**Written task**: Omit the pictures, then write out every entry exactly as it reads.
+++ Record list +++
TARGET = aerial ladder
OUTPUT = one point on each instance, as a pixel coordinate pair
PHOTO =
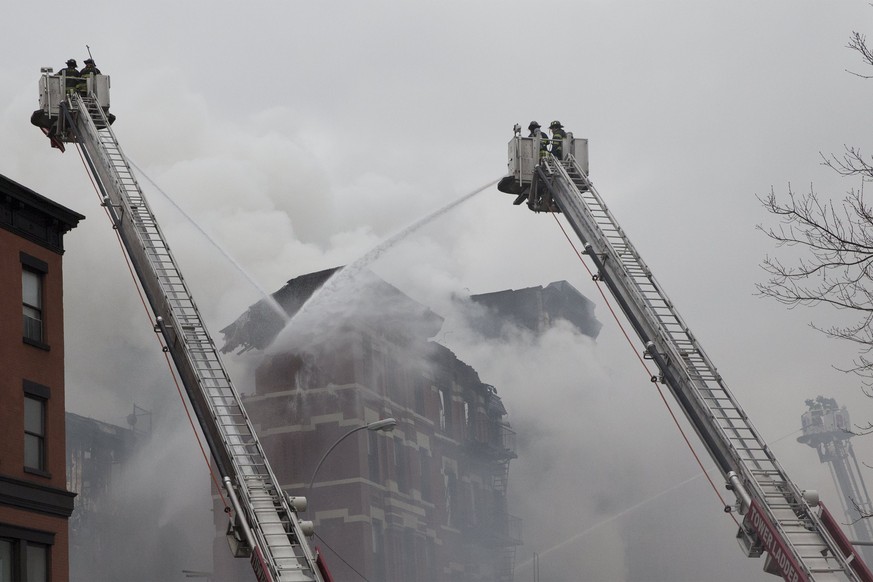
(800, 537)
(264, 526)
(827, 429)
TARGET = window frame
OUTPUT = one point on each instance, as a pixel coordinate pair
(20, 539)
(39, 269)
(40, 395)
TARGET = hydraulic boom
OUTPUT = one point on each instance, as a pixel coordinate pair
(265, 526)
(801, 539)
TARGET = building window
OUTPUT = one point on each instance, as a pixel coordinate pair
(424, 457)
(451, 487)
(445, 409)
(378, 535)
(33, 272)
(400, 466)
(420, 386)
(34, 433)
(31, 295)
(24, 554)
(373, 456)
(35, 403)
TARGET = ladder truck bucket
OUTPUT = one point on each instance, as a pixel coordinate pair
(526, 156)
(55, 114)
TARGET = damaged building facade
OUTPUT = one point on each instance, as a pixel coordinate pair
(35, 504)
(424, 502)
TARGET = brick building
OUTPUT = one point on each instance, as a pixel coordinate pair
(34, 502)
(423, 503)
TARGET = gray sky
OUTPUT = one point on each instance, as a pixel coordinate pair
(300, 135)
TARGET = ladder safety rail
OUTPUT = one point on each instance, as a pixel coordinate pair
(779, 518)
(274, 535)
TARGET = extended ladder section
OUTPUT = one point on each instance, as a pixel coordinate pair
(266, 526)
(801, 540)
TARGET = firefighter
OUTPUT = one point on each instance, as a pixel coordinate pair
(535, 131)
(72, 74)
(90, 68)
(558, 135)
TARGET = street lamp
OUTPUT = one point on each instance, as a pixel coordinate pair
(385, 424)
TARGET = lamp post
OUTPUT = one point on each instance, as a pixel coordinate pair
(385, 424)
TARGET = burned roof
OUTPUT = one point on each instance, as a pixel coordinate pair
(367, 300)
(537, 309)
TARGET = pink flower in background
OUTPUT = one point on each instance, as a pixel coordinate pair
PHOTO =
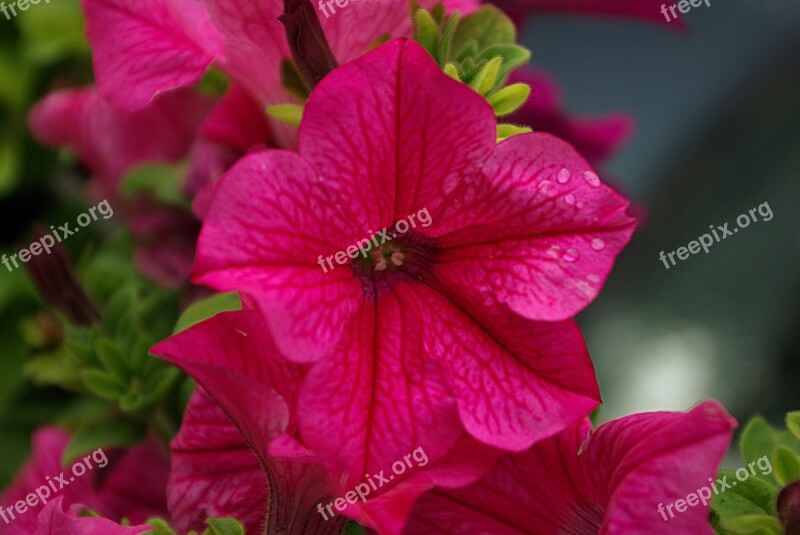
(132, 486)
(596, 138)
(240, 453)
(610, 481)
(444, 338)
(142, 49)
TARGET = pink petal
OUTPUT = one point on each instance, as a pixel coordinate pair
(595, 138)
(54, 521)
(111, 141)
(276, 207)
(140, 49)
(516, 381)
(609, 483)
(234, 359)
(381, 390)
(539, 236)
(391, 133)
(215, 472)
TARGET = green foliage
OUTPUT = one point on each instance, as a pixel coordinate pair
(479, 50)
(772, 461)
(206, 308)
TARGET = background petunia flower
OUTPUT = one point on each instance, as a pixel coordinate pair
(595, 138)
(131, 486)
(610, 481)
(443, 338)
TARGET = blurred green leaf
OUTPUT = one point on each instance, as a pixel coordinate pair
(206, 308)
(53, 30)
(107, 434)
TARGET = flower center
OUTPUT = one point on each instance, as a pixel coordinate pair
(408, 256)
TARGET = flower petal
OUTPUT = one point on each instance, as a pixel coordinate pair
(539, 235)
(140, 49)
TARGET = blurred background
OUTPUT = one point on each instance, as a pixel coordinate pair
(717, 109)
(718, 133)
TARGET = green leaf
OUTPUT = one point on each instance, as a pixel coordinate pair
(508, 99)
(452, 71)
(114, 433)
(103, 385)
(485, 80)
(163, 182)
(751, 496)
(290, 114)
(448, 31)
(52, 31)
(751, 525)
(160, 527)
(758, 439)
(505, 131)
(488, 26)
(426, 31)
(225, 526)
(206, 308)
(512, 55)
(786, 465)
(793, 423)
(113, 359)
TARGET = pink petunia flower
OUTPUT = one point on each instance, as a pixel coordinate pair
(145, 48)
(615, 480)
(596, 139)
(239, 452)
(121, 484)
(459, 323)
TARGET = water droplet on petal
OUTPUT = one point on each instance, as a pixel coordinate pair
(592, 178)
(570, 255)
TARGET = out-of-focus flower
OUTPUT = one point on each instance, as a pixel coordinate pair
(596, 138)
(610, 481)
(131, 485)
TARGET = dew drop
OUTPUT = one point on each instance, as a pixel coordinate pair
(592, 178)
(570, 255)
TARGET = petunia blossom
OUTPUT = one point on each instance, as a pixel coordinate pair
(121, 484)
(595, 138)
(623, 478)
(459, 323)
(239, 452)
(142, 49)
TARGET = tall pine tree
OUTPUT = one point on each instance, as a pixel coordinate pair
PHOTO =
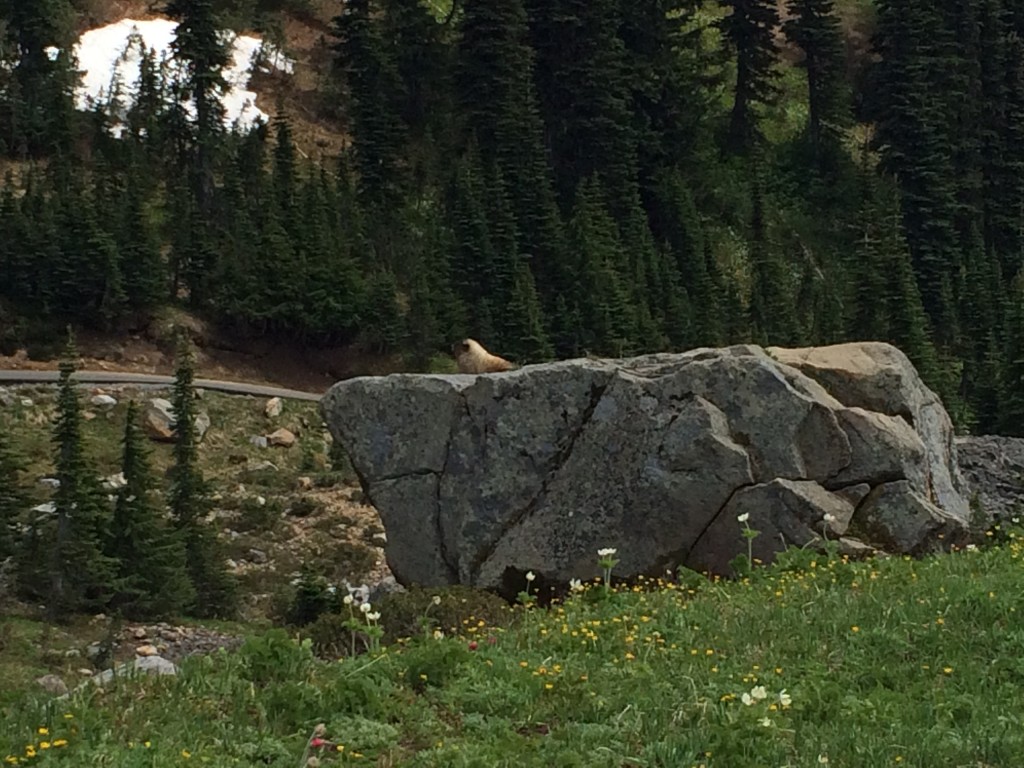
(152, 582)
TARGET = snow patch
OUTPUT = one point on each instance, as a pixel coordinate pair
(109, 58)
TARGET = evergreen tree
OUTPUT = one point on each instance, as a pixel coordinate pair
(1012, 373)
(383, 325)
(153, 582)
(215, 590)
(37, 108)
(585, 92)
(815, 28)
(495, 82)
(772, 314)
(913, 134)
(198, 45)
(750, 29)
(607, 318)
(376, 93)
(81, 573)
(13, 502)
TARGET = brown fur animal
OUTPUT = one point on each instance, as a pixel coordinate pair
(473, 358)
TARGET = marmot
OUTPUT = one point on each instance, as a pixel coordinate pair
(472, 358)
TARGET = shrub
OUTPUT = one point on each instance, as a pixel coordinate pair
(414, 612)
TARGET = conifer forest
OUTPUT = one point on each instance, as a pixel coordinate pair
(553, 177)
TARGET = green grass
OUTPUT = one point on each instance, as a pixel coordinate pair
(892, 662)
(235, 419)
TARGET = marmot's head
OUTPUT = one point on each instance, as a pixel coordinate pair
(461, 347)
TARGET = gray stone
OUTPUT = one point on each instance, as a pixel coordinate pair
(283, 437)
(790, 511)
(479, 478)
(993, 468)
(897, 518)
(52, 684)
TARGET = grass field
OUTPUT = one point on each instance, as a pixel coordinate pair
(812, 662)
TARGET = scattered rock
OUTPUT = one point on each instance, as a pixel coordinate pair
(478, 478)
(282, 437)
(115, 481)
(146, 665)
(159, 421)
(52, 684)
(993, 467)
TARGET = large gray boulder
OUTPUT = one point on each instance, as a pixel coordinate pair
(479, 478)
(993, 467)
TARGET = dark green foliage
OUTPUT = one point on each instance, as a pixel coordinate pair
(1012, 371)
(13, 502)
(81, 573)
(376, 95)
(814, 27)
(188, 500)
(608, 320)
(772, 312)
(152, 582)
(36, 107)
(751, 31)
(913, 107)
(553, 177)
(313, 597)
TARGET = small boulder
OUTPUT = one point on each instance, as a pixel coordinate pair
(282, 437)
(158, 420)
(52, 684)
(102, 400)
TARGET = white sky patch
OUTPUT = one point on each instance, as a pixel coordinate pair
+++
**Correct output**:
TARGET = aerial ladder
OUTPUT = one point on each instance, as a pixel coordinate pair
PHOTO =
(800, 537)
(264, 526)
(827, 429)
TARGET = window frame
OUTPUT = one point on each instance, as a pixel coordinate pair
(20, 539)
(39, 269)
(40, 395)
TARGET = hydraulic boom
OUTPUT = one point on each instance, as a pixel coordinate pair
(265, 526)
(801, 539)
TARGET = building window
OUTPUT = one point on each instance, as a pixel coordinate pair
(424, 457)
(451, 487)
(445, 409)
(378, 535)
(33, 272)
(400, 466)
(420, 386)
(34, 433)
(31, 295)
(24, 554)
(373, 456)
(35, 403)
TARGET = ladder truck bucket
OUTPUT = one point on each instance, as a pixel coordinate pair
(526, 156)
(55, 114)
TARGET = damaged building facade
OUTPUT = one point on each instance, as a pixel coordinate pair
(35, 504)
(424, 502)
TARGET = brick building
OUTPUT = one point on each instance, as a pixel coordinate pair
(34, 502)
(423, 503)
TARGET = gray sky
OUTPUT = one point on each instance, as a pixel coordinate pair
(300, 135)
TARGET = ladder safety rail
OUTPUT = one point on each instance, as a pixel coordinate pair
(779, 518)
(274, 535)
TARGET = extended ladder section
OUTPUT = one point on each instance, as a pixel coordinate pair
(266, 526)
(801, 540)
TARGET = firefighter
OUTPUT = one point on each instance, as a pixel coordinate pair
(535, 131)
(72, 74)
(90, 68)
(558, 135)
TARGET = street lamp
OUTPUT = one point on each instance, as a pixel coordinate pair
(385, 424)
TARGET = lamp post
OUTPUT = one point on each instance, as a pixel coordinate pair
(385, 424)
TARGET = burned roof
OUTPUT = one point on each instance, as a pixel coordinate pair
(367, 300)
(537, 309)
TARGET = pink flower in background
OUTPUT = one point on each instance, as a pixel coordinate pair
PHOTO =
(132, 486)
(596, 138)
(240, 453)
(610, 481)
(444, 338)
(142, 49)
TARGET = pink petal
OUTPUT = one point on each instance, as a pixel coordinate pair
(595, 138)
(54, 521)
(111, 141)
(276, 207)
(140, 49)
(516, 381)
(609, 483)
(234, 359)
(381, 390)
(539, 236)
(391, 133)
(215, 472)
TARGET = green foliage
OUTPUT = one point on each instance, as a pixel coordinate pair
(479, 50)
(772, 461)
(206, 308)
TARGET = background petunia flower
OUTPUT = one point on each instance, as a pixel coordinate pair
(595, 138)
(131, 486)
(610, 481)
(443, 338)
TARGET = blurred green leaf
OUTPUT = one point on each instance, as a pixel coordinate pair
(206, 308)
(53, 30)
(107, 434)
TARGET = flower center
OUTPUT = one point on each instance, as a pixel coordinate pair
(408, 256)
TARGET = flower petal
OUTPUT = one point on each instance, as a pixel coordinate pair
(539, 235)
(140, 49)
TARGET = blurred background
OUTPUT = one point on each instance, as a pixel coordinate pair
(717, 109)
(718, 133)
TARGET = green leaf
OUTPUT = one point on each instance, as a pixel coordinate pair
(508, 99)
(452, 71)
(114, 433)
(103, 385)
(485, 80)
(163, 182)
(751, 496)
(290, 114)
(448, 31)
(52, 31)
(751, 525)
(160, 527)
(758, 439)
(505, 131)
(488, 26)
(426, 31)
(225, 526)
(206, 308)
(512, 55)
(786, 465)
(793, 423)
(113, 359)
TARGET = pink petunia flower
OUTPUT = one point on each instance, as a pixel coordinate pair
(145, 48)
(615, 480)
(596, 139)
(239, 452)
(121, 484)
(459, 323)
TARGET = water droplet on petal
OUTPUT = one point on each instance, as a pixel coordinate pair
(592, 178)
(570, 255)
TARGET = out-of-focus flower
OUTPUT = one point on each instance, as a pixel coordinate pair
(596, 138)
(610, 481)
(131, 485)
TARGET = dew drop
OUTPUT = one point on each instance, as a pixel coordinate pair
(592, 178)
(570, 255)
TARGET = petunia blossom
OUTPUT = one point on each instance, as a pixel coordinate pair
(121, 484)
(595, 138)
(623, 478)
(459, 323)
(239, 452)
(142, 49)
TARGET = tall pine tree
OUTPUT = one point on each instance, as a pixel coordinate pair
PHOTO =
(152, 582)
TARGET = snow patch
OUTPUT = one point on each instance, as a pixel coordinate pair
(109, 58)
TARGET = evergreen tree
OUTPUT = one point on each instance, as a pixel coordinate pair
(1012, 373)
(383, 325)
(153, 582)
(215, 590)
(37, 108)
(585, 92)
(815, 28)
(495, 82)
(772, 314)
(913, 134)
(198, 45)
(750, 29)
(607, 318)
(376, 93)
(81, 573)
(13, 502)
TARGET = brown fur animal
OUTPUT = one point on each instance, as a pixel coordinate pair
(473, 358)
TARGET = marmot
OUTPUT = one point on each instance, as a pixel coordinate pair
(472, 358)
TARGET = shrub
OUTPUT = one point on each instance, as a pixel coordinate pair
(414, 612)
TARGET = conifer forest
OUTPUT = one point on each instance, as a pixel coordinate pair
(553, 177)
TARGET = green grass
OUTPUT = one point on each instance, as a pixel coordinate pair
(892, 662)
(235, 419)
TARGET = marmot's head
OUTPUT = one point on each instance, as a pixel coordinate pair
(461, 347)
TARGET = gray stone
OUTPUT = one point on each instance, as a pixel coordinate pair
(283, 437)
(790, 511)
(479, 478)
(993, 468)
(897, 518)
(52, 684)
TARGET = grass field
OUTPUT = one point on each instance, as a pixel coordinate pair
(812, 662)
TARGET = scattered rock
OUTPUT = one point on each instance, as a pixel coordinate pair
(478, 478)
(282, 437)
(115, 481)
(146, 665)
(159, 421)
(52, 684)
(993, 467)
TARGET = large gray boulder
OUTPUT = one point on each instance, as a pixel coordinate pair
(479, 478)
(993, 467)
TARGET = dark green foliage
OUTPUT = one point on each instance, as a pixel coordinate pair
(1012, 371)
(13, 502)
(81, 573)
(376, 95)
(814, 27)
(188, 500)
(608, 320)
(772, 312)
(152, 582)
(36, 107)
(751, 31)
(913, 107)
(553, 177)
(313, 597)
TARGET = small boulder
OUTPUT = one point on each instance, as a pixel coordinate pair
(282, 437)
(158, 420)
(52, 684)
(102, 400)
TARGET = white sky patch
OUTPUT = one point on each instance, as a pixel coordinate pair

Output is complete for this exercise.